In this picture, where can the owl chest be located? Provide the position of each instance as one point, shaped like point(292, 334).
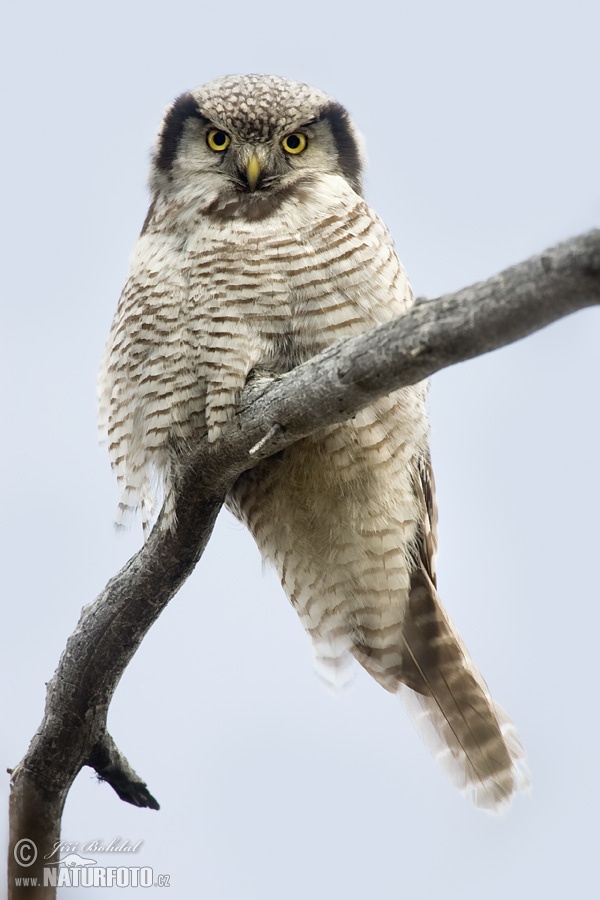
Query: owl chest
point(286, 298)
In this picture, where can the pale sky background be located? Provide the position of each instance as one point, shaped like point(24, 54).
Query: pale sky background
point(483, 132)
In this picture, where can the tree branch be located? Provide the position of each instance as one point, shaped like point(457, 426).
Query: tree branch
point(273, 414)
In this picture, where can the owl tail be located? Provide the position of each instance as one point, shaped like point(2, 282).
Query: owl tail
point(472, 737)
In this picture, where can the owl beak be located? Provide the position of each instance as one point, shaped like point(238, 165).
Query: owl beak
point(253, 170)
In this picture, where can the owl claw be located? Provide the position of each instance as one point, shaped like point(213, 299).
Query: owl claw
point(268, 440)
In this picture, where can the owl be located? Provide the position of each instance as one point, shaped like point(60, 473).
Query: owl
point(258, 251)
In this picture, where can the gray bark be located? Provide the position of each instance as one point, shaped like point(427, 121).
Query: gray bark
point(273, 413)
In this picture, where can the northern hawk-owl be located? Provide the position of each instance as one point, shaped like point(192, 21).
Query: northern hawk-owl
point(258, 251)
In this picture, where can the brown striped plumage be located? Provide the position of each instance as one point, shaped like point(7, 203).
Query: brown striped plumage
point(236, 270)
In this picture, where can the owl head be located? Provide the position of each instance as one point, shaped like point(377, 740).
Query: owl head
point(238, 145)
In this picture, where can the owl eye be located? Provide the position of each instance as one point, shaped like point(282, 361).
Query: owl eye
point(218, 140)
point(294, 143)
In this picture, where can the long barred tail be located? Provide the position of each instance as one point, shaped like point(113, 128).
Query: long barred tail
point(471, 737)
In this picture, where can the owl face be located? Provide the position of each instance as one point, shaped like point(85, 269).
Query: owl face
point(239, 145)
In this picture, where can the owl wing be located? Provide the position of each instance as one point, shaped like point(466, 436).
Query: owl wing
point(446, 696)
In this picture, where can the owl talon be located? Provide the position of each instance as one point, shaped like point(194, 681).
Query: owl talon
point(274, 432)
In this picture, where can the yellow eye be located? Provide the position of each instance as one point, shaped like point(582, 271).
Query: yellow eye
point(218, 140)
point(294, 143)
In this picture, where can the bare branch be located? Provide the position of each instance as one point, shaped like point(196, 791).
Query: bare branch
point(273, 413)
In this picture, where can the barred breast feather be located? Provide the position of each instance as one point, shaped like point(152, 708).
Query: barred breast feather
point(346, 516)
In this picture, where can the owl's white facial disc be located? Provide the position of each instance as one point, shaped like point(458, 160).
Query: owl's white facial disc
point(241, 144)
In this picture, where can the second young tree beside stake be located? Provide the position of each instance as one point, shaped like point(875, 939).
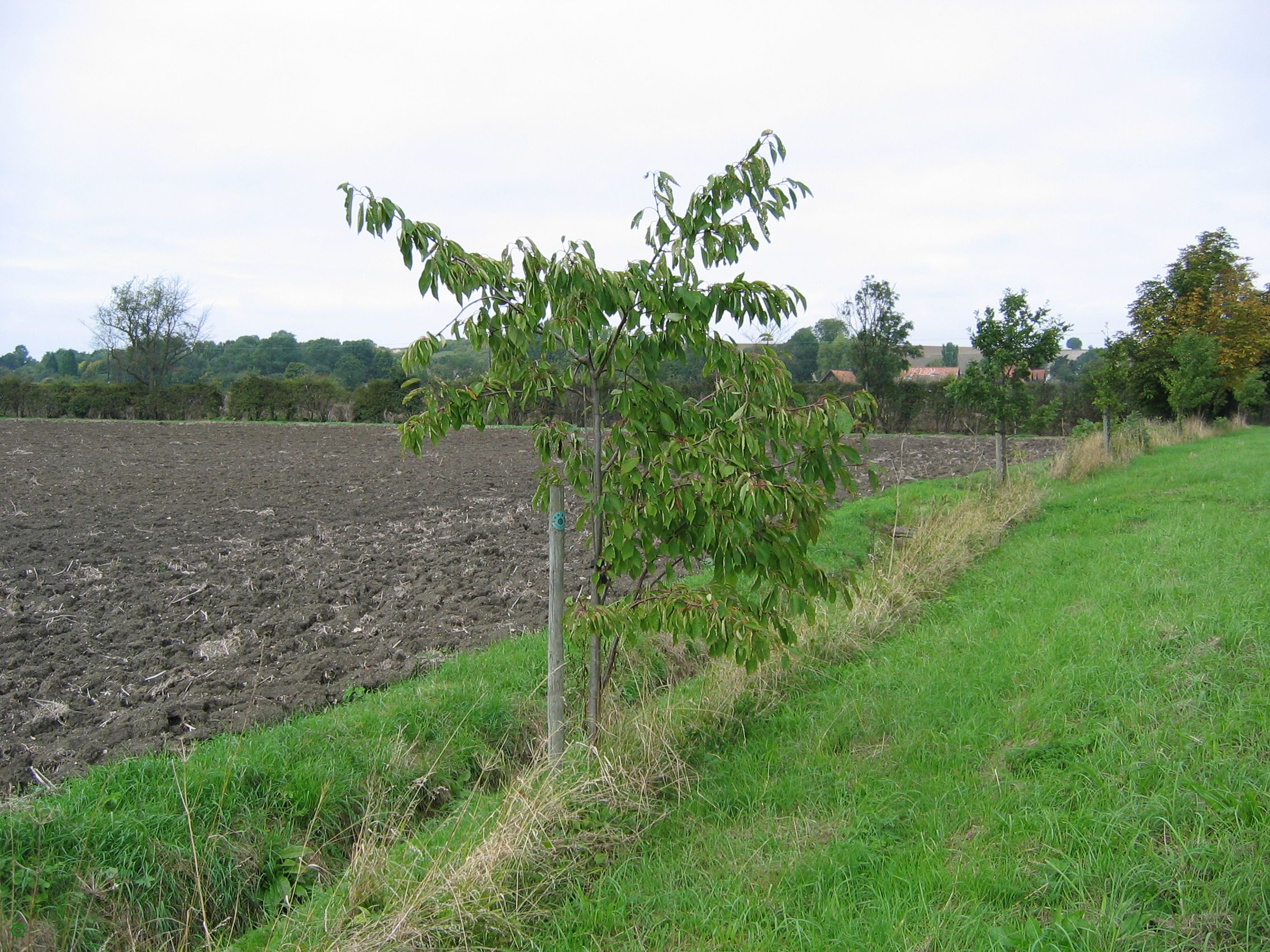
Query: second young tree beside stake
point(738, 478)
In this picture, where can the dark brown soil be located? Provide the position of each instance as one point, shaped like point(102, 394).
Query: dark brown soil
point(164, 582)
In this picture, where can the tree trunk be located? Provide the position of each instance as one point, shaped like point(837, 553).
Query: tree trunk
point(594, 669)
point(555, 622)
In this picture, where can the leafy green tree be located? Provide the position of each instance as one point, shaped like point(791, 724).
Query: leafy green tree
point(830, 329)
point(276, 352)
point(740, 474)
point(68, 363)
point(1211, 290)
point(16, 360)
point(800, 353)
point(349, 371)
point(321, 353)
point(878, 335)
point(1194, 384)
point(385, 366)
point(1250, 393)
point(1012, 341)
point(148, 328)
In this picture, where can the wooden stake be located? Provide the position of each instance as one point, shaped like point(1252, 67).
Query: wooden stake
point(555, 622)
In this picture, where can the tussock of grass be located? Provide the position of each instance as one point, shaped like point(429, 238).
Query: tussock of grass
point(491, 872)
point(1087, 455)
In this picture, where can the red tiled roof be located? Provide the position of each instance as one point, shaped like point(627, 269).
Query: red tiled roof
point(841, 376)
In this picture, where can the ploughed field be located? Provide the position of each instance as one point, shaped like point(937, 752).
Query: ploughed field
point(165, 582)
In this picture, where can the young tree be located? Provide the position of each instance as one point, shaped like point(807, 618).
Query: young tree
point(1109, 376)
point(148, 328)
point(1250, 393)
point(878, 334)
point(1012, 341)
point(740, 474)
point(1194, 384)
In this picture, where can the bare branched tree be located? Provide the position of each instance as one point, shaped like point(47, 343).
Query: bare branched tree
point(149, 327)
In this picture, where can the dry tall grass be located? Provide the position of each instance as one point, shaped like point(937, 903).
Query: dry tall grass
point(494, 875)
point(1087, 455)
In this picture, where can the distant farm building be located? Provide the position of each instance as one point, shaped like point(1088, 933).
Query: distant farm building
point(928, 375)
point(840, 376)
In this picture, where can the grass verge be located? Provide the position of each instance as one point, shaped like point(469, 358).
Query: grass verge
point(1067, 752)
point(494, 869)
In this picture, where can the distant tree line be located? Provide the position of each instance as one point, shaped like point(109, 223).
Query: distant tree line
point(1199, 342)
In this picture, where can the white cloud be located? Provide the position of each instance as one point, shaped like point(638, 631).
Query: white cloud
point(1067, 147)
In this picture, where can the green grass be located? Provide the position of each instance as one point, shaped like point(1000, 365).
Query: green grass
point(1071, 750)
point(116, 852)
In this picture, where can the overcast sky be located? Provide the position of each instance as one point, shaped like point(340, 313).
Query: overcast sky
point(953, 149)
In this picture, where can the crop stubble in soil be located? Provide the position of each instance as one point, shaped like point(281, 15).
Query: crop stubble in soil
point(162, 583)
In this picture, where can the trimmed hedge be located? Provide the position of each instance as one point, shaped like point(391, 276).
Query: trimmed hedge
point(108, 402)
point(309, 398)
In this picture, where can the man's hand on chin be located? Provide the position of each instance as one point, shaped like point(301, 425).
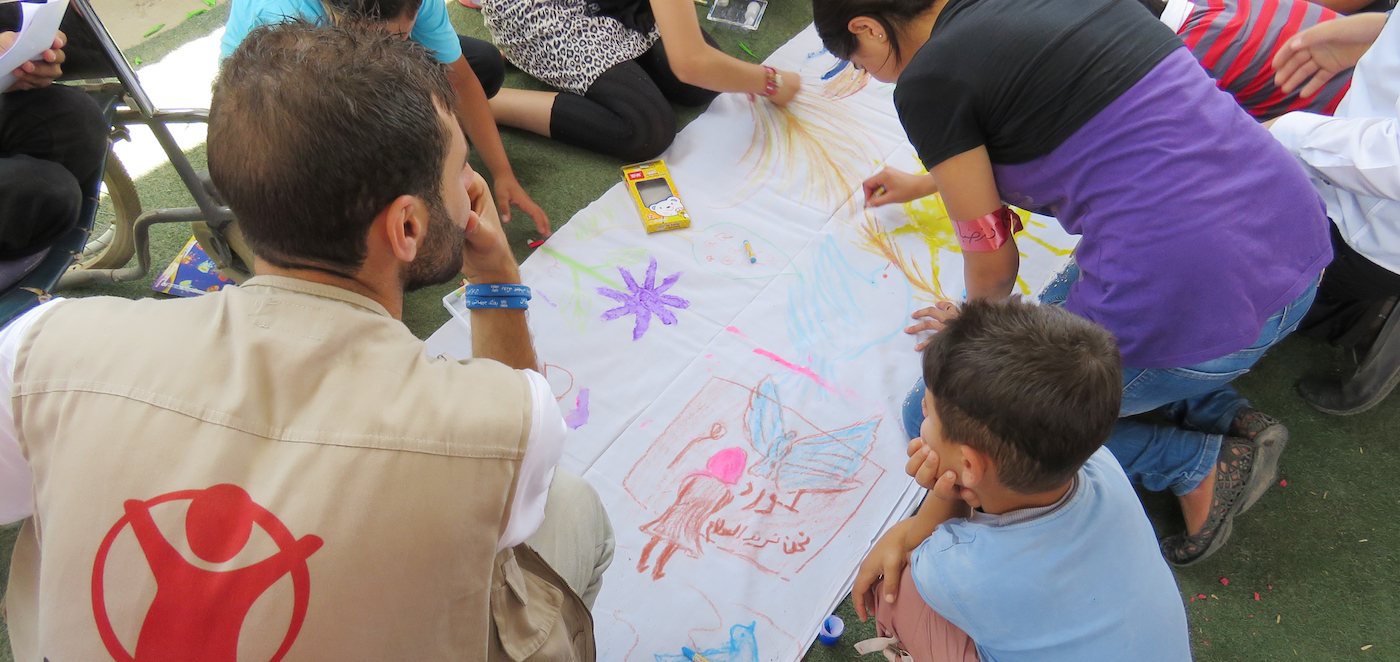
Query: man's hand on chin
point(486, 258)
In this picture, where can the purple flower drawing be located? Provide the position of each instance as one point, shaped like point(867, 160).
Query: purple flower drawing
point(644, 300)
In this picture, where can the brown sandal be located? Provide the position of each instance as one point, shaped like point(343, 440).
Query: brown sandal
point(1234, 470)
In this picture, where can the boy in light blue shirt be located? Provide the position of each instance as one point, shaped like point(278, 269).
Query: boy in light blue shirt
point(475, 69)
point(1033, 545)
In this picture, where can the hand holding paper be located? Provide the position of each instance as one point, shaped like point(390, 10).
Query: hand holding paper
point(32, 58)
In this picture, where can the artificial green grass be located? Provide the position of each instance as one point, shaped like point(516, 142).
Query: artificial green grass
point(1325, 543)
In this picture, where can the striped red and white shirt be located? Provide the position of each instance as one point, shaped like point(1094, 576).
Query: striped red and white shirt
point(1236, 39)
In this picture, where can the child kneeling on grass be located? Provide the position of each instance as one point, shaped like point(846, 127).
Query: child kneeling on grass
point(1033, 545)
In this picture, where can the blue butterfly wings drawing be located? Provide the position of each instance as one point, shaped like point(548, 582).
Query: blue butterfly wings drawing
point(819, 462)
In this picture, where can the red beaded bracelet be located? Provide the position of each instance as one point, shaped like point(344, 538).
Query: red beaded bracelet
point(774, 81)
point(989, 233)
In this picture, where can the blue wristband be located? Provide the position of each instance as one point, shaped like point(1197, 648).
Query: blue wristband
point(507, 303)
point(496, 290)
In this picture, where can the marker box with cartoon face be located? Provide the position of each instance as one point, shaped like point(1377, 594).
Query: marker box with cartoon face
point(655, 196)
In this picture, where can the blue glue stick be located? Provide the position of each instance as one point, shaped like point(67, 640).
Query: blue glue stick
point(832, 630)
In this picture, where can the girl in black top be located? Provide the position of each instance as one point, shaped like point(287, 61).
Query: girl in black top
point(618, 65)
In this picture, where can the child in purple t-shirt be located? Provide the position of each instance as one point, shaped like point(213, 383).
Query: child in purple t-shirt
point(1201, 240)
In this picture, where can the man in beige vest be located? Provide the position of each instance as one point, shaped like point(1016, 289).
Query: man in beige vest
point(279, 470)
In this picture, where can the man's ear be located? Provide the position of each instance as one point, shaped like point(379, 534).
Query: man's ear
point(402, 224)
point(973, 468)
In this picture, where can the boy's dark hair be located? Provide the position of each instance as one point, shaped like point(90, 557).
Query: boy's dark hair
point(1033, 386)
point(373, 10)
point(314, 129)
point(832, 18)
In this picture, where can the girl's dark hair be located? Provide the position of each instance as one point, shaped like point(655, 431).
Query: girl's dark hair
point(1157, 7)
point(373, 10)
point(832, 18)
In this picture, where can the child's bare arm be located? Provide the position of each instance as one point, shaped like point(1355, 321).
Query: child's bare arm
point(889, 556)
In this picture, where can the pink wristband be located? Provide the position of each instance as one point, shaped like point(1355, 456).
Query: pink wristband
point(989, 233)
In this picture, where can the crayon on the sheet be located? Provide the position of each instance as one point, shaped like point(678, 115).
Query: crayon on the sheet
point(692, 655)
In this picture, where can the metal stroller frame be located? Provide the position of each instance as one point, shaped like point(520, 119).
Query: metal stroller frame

- - -

*What the task asks*. Copy out the data word for word, beginning at the line that contains "In this picture, where can the gray" and going on through the line that contains "point(238, 145)", with both of those lines included.

*Written answer*.
In this picture, where can the gray bark be located? Provide the position of each instance as one point, shaped like point(427, 121).
Query: gray bark
point(273, 413)
In this picture, where can the northern hawk-owl be located? Provide the position of each instance as one point, shaped like point(192, 21).
Query: northern hawk-owl
point(258, 251)
In this picture, where can the brown striped plumage be located? Provide the position of each instance as one point, shaped like point(7, 203).
Query: brown striped plumage
point(236, 270)
In this picture, where can the owl head be located? Provide the position of each instance as one point, shaped like point(377, 740).
Query: owl head
point(238, 145)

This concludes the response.